Reproduce the listing verbatim, starting with its first line and going on through the line that contains "177), (8, 177)]".

start

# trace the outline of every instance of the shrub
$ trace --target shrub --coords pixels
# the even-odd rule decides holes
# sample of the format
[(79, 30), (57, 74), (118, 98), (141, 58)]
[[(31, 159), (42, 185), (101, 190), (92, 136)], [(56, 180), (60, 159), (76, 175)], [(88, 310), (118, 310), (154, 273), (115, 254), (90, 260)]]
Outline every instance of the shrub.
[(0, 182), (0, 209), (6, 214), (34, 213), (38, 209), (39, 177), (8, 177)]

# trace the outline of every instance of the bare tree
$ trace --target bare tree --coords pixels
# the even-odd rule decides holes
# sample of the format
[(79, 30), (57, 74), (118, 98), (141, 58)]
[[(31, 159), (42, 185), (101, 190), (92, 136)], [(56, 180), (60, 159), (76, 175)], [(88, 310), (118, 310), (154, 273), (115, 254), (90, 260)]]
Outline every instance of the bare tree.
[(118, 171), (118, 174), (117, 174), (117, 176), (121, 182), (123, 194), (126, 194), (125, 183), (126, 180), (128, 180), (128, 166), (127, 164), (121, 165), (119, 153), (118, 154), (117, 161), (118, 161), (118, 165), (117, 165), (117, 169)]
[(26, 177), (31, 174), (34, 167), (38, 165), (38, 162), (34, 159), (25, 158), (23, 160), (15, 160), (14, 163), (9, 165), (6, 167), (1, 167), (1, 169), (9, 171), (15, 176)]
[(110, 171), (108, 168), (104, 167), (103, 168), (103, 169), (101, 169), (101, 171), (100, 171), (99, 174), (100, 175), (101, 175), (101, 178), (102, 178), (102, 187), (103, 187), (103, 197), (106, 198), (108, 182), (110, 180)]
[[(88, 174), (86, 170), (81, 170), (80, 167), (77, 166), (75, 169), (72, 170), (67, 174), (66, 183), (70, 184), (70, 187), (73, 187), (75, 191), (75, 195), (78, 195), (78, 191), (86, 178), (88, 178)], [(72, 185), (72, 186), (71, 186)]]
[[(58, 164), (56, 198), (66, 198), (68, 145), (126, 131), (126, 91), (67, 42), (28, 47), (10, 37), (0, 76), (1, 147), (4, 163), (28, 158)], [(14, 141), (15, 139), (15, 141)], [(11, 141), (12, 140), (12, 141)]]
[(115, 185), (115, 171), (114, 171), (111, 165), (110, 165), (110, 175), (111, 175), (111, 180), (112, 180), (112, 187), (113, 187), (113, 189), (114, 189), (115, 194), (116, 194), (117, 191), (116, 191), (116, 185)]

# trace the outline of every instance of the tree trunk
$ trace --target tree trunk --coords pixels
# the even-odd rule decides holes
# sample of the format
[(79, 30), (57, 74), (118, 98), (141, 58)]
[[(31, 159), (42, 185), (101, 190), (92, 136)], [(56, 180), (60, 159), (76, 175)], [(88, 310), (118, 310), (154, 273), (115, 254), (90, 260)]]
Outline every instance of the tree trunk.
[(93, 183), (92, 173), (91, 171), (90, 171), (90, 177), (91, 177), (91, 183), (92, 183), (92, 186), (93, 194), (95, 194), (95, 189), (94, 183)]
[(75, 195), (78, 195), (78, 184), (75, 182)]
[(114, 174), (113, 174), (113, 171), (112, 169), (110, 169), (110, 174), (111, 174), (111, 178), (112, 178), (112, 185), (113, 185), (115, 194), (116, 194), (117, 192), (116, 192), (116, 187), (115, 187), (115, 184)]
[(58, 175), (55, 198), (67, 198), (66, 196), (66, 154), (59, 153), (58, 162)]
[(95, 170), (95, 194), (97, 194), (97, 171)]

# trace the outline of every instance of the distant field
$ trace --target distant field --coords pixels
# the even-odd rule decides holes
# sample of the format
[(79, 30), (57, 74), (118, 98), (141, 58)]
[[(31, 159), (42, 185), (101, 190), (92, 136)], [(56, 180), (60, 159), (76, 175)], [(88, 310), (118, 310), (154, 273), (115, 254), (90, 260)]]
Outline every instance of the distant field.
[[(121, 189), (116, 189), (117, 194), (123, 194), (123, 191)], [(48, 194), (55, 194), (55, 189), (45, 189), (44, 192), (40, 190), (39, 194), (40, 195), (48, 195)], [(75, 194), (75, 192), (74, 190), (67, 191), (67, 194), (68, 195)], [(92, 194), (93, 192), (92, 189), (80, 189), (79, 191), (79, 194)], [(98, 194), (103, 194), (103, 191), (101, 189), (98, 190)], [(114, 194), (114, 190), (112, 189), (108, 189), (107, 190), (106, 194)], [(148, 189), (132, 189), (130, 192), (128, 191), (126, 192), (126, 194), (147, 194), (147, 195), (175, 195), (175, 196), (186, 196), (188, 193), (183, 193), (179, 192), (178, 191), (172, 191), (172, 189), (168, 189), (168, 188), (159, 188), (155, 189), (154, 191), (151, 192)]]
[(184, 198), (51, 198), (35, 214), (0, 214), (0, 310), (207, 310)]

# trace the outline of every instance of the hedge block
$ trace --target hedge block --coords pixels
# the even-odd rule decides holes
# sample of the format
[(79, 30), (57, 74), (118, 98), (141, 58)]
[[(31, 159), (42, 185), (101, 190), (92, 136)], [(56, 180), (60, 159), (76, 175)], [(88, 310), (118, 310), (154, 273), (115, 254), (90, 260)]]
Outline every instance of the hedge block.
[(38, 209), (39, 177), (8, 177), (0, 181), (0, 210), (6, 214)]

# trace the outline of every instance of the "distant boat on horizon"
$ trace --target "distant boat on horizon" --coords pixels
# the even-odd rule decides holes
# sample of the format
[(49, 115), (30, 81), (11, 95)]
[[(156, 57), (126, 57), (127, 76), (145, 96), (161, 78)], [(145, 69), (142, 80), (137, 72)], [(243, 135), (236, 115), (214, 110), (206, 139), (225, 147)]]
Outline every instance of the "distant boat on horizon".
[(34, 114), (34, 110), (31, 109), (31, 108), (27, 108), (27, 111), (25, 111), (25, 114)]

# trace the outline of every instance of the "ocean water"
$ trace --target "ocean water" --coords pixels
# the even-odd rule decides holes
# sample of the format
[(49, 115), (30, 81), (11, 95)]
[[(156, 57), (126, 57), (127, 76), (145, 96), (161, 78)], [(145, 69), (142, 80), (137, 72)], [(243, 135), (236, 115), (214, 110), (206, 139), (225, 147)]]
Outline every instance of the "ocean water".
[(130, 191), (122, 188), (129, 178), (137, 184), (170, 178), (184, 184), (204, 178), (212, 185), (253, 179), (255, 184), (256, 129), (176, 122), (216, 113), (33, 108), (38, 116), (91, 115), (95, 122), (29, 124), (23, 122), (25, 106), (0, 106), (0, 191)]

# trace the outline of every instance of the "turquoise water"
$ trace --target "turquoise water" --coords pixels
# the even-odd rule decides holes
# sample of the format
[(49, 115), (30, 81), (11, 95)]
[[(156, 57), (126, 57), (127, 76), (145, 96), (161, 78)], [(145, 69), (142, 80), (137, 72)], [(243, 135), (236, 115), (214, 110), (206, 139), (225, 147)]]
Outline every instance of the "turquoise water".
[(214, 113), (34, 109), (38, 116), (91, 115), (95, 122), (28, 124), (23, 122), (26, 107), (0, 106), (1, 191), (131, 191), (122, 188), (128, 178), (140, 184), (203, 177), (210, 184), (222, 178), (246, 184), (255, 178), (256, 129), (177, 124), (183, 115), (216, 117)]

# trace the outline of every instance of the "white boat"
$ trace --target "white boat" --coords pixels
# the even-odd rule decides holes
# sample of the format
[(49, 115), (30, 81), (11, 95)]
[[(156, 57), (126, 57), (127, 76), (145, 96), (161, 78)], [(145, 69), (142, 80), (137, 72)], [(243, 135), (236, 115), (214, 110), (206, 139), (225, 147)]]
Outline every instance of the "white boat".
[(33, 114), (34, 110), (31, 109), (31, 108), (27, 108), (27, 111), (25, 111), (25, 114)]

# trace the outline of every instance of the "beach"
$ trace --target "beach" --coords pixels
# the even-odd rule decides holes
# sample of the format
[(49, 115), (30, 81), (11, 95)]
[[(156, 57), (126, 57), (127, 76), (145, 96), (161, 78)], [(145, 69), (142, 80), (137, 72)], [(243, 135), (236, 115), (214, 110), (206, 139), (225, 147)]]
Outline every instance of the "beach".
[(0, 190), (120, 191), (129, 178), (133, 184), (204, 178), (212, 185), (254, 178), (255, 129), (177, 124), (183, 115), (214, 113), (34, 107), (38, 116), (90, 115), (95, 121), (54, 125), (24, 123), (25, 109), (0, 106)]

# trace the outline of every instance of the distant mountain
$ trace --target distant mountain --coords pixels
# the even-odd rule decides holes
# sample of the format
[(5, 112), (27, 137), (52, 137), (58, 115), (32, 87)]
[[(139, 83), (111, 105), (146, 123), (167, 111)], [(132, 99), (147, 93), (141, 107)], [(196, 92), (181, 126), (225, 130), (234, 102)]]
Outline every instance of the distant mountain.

end

> [ANSWER TO THE EXERCISE]:
# trace the outline of every instance of the shrub
$ trace --target shrub --coords pixels
# the even-odd rule decides holes
# sample of the format
[(79, 30), (57, 74), (118, 98), (141, 58)]
[[(31, 159), (42, 185), (101, 190), (92, 136)], [(56, 180), (60, 159), (76, 175)], [(88, 310), (118, 310), (154, 273), (115, 254), (90, 260)]]
Outline every instance of the shrub.
[(0, 182), (0, 209), (6, 214), (34, 213), (38, 209), (39, 177), (8, 177)]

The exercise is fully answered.